### GIVEN TEXT
Just reminds me of every time you see one of these 'police chase' programs on TV, with a PC hurtling round housing estates at 60+ to stop a moped or similiar insignificant crime... Is it really worth the risk !


----------



## vlastan (May 6, 2002)

Police in Kent decided to strip away the sirens from most of their police cars that are not driven by advanced drivers. Only the best trained drivers will be allowed to drive the siren equipped cars at high speed.

This is because they cause so many accidents.


----------



## chip (Dec 24, 2002)

So it seems the rally drivers they nicked (2/3 years ago?) for speeding doesn't qualify under the "creme de la creme" category,..


----------



## CapTT (Mar 2, 2003)

The law is the law and should be applied fairly to everybody regardless of class or profession. End of story. He should have been banned like everybody else would be.

I can`t see what the CPS were trying to achieve here ?. This is another PR cock-up big style. Making the police seem even stupider than they already are. Firstly this PC shopped himself using evidence from his own in-car camera etc.. Then the CPS called his mates as witnesses in the case for the prosecution and of course they backed him up. The judge was probably in the same lodge anyway so why waste taxpayers money in a futile load of bollocks ?. Perhaps he is being paid by Vauxhall as a desperate measure to promote the vectra ?.

http://news.bbc.co.uk/1/hi/england/shro ... 559173.stm


----------



## mighTy Tee (Jul 10, 2002)

chip said:


> So it seems the rally drivers they nicked (2/3 years ago?) for speeding doesn't qualify under the "creme de la creme" category,..


But thats different, they were (in the case of the WRC drivers championship contenders) exceptionally drivers with exceptionally good reflexes, drivng cars designed with exceptional performance, exceptionally good brakes, and exceptionally good handling.

By comparison, some months back I nearly had a head on with a "creme de la creme" driver cornering far to fast and crossing over into my oncoming path. This was in a 30 area and there was no blues and twos.


----------



## TTotal (Aug 12, 2002)

Just imagine the costs ( as mentioned before ) that have built up as.........

Pc Mark Milton, 38, from Telford, Shropshire, was recorded by the patrol car's video camera on the M54 in *2003*, Ludlow Magistrates' Court heard.

Two years of costs ? ? ? ?

My one hour with a barrister cost me Â£950 during my divorce hearing .....


----------



## vlastan (May 6, 2002)

> My one hour with a barrister cost me Â£950 during my divorce hearing .....


Why didn't I study law?


----------



## CapTT (Mar 2, 2003)

vlastan said:


> > My one hour with a barrister cost me Â£950 during my divorce hearing .....
> 
> 
> Why didn't I study law?


Do they have law in Greece ?.

Thought it was just a system of quantative bribes ?.


----------



## vlastan (May 6, 2002)

CapTT said:


> vlastan said:
> 
> 
> > > My one hour with a barrister cost me Â£950 during my divorce hearing .....
> ...


All my university education was done in the UK. So I couldn't have studied law in the UK

Don't forget that Greece invented Democracy in this planet. So I am sure that between bribes there is law as well. :wink:


----------



## Kell (May 28, 2002)

just heard this on the 'proper' news. 159 in a 70 is bad, but 84 in a 30 is just ridiculous.


----------



## muTTley (Mar 15, 2004)

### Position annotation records
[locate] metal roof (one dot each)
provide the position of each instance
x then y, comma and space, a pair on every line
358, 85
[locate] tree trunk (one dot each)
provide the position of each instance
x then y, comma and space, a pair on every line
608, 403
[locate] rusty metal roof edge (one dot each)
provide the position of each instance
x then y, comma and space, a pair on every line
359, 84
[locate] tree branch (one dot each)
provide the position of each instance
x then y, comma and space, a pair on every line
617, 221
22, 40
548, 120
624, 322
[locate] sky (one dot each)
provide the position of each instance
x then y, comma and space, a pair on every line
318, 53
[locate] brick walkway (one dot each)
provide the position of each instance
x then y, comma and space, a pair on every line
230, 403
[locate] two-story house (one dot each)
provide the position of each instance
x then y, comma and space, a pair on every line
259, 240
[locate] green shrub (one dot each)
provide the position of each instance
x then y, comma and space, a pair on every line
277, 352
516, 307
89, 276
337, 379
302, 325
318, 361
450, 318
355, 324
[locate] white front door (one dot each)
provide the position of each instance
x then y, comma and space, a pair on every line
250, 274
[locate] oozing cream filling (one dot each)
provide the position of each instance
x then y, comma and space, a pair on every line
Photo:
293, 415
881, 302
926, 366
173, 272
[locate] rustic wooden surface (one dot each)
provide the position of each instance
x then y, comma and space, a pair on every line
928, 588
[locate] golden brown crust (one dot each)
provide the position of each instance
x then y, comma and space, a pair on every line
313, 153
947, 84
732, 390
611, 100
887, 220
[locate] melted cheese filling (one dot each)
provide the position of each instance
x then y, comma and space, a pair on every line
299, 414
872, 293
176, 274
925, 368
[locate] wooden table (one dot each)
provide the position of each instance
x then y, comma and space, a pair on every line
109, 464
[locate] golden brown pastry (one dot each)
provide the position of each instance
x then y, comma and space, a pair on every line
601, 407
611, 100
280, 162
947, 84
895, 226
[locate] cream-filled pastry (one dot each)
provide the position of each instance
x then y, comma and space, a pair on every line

### REQUIRED TASK 1
Lay out the lines of the records as a JSON list of strings, one string per line and blank lines omitted. Begin at the line that has "[locate] cream-filled pastry (one dot each)" and stop at the end of the records.
### REQUIRED TASK 2
Carry on the forum thread about the police speeding case from the point where it stops.

### EXERCISE OUTPUT 1
[
  "[locate] cream-filled pastry (one dot each)",
  "provide the position of each instance",
  "x then y, comma and space, a pair on every line"
]

### EXERCISE OUTPUT 2
the rospa people seem to be saying it's inherently dangerous for any car to be doing that speed on a road. this is plainly nonsense given it was a car built for performance, driven by a professional and in the early hours. from experience i know that bit of road will be disserted - the only thaing at risk may have been a badger. and anyway they do it in germany - it's not like a car will spontaneaously explode if you go over a hundred.

live in the real world - we might be grateful one day that a policeman can get to us quickly for whatever reason.


----------



## jampott (Sep 6, 2003)

muTTley said:


> the rospa people seem to be saying it's inherently dangerous for any car to be doing that speed on a road. this is plainly nonsense given it was a car built for performance, driven by a professional and in the early hours. from experience i know that bit of road will be disserted - the only thaing at risk may have been a badger. and anyway they do it in germany - it's not like a car will spontaneaously explode if you go over a hundred.
> 
> live in the real world - we might be grateful one day that a policeman can get to us quickly for whatever reason.


Sorry, but a deserted road is still a road. You cannot possibly "know" that a piece of road will be deserted, and to assume so is foolhardy at those speeds.

They do it in Germany. But not just on any old road (84 in a 30mph?!) but on the out of town Autobahns. Not only that, other road users in Germany can reasonably EXPECT someone to trundle along at 150mph+ whereas in this country you don't.

I'm not doubting the perception and skill of the driver. I'm simply saying that Joe Public has a right NOT to expect this on his/her road, and could easily cause an accident because of this...


----------



## GlendaBabe (Feb 10, 2005)

vlastan said:


> What is this shit about him been trained with firearms has to do with this case?


Has to be firearmed trained as well so as to be able to shoot out the tyres of the illegal vehicle with the criminally spaced number plate letters whilst he knee steers his own vehicle at 159 mph such high skills are so hard to achieve bit like John Wayne shooting indians from horseback!!! He should be banned and locked up like any of us would have been no difference in my opion. 
Girly rant over now thank you ! [smiley=gorgeous.gif]


----------



## muTTley (Mar 15, 2004)

i'm simply saying that what the copper did was not the most dangerous thing to have happened on that road all day and that the actual risk, as opposed to the potential risk, was negligable.

if the guy needed high speed practice in a new car then that was probably the best place to do it - though i don't agree with speeding in 30 zones at all.

i occasionally find myself driving late over shap on the m6 with not only a deserted carriage way on my side, but the opposite side as well. while i don't stick to 70 in those circumstances, i certainly don't red line it. i think it's fair that you drive according to the conditions.

and drivers should be aware at all times, looking for hazards etc. expect the unexpected...


----------



## garyc (May 7, 2002)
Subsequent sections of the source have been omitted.